説明

貴金属コロイド内包ラメラ構造体、その分散液及びこれを含む化粧料並びにその分散液の製造方法

【課題】優れた保湿作用を有し、かつ、内包する貴金属コロイドの持つ生理作用、趣向性が付加され、安定な貴金属コロイド内包ラメラ構造体分散液の提供。
【解決手段】脂肪酸モノグリセリドを主構成成分とするラメラ構造体中に貴金属コロイドが包含されている貴金属コロイド内包ラメラ構造体、並びに(A)脂肪酸モノグリセリドを主構成成分とするラメラ構造体分散液を調製し、(B)該分散液に貴金属塩水溶液及び還元剤を添加し、(C)次いで、室温又は加温下で攪拌することを特徴とする貴金属コロイド内包ラメラ構造体分散液の製造方法。

【発明の詳細な説明】
【技術分野】
【0001】
本発明は、貴金属コロイドを内包したラメラ構造体、その分散液及びこれを含む化粧料並びにその分散液の製造方法に関し、具体的には、貴金属コロイドが内包された脂肪酸モノグリセリドを主構成成分とするラメラ構造体、その分散液及びこれを含む化粧料並びにその分散液の製造方法に関する。更に、本発明は、貴金属コロイドを用いた脂肪酸モノグリセリドを主構成成分とするラメラ構造体分散液の安定化方法に関する。
【背景技術】
【0002】
従来から、化粧品分野においては、紫外線や加齢に伴うシワやくすみ等の皮膚の老化を改善する目的で、保湿作用を有する物質、例えば、多価アルコールや糖質、有機酸、アミノ酸、高分子物質等を配合することが一般的に行われている(非特許文献1参照)が、これら既存の保湿作用を有する物質については、その効果が十分に得られない場合や一定量以上配合すると商品価値を損なう場合があることが指摘されていることから、この代替物として、角質細胞間脂質やその類似物を使用する方法が報告されている(例えば特許文献1参照)。
この角質細胞間脂質は、生体皮膚内において、ラメラ構造を構成することによりバリヤー機能に寄与していると考えられていることから、リン脂質等を用いて人工的にラメラ構造体(「リポソーム」ともいう)を調製して、これを各種化粧品に利用する方法が提案されており、本発明者等もこれまでに、脂肪酸モノグリセリドを主構成分とするラメラ構造体を含む分散液に優れた保湿作用を有することを見出し、これを利用する技術について報告している(特許文献2)。

______

| 作業内容 |
1. 貴金属コロイド内包ラメラ構造体に関する提示文では、貴金属コロイドを内包するラメラ構造体の主構成成分は何とされているか。
2. 貴金属コロイド内包ラメラ構造体に関する提示文の記述を、最後に示された文の後から再開して書き進めよ。

| 提供資料 |
______

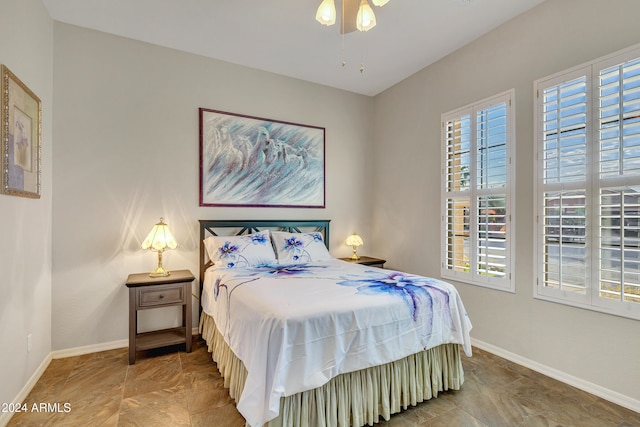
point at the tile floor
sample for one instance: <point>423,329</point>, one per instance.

______

| 解答 |
1. 脂肪酸モノグリセリドである。

2.
【0003】
また、本発明者等は、自らが報告している脂肪酸モノグリセリドを主構成成分とするラメラ構造体と、肌荒れやシワの形成抑制作用に優れたビタミンAとを併用して、既存の保湿作用に新たな機能性を付加し、化粧品開発に利用できることを報告した(特許文献3)。
しかしながら、この脂肪酸モノグリセリドを主構成成分とするラメラ構造体は、一般的なリン脂質等で構成されるラメラ構造体に比べ、分散液としての品質や保存安定性が極めて低いという特性を有していることから、これを改善する方法が求められており、これに関する技術についても本発明者等は報告している(特許文献4)。
【0004】
一方で、貴金属コロイドは、様々な分野でその利用が可能であり、中でも特に、金コロイドは、粒子の大きさによって赤紫色等、特異的に着色することが古くから知られ、ガラスや陶磁器の着色等に利用されてきた。また、金コロイドは、一般的に着色に用いられる色素等に比べて、安全性等に優れているとの報告があり、化粧品分野においても、商品の識別特性や趣向性を高めることを目的として、これを利用して着色する技術が多く報告されている。
このような技術としては、例えば、担体表面に金をコーティングした紫色顔料を配合した化粧料(特許文献5)、金超微粒子固定化酸化物を配合した化粧料(特許文献6)、界面活性剤又は水溶性高分子を吸着せしめた金コロイド水溶液を含有する化粧料(特許文献7)等を挙げることができる。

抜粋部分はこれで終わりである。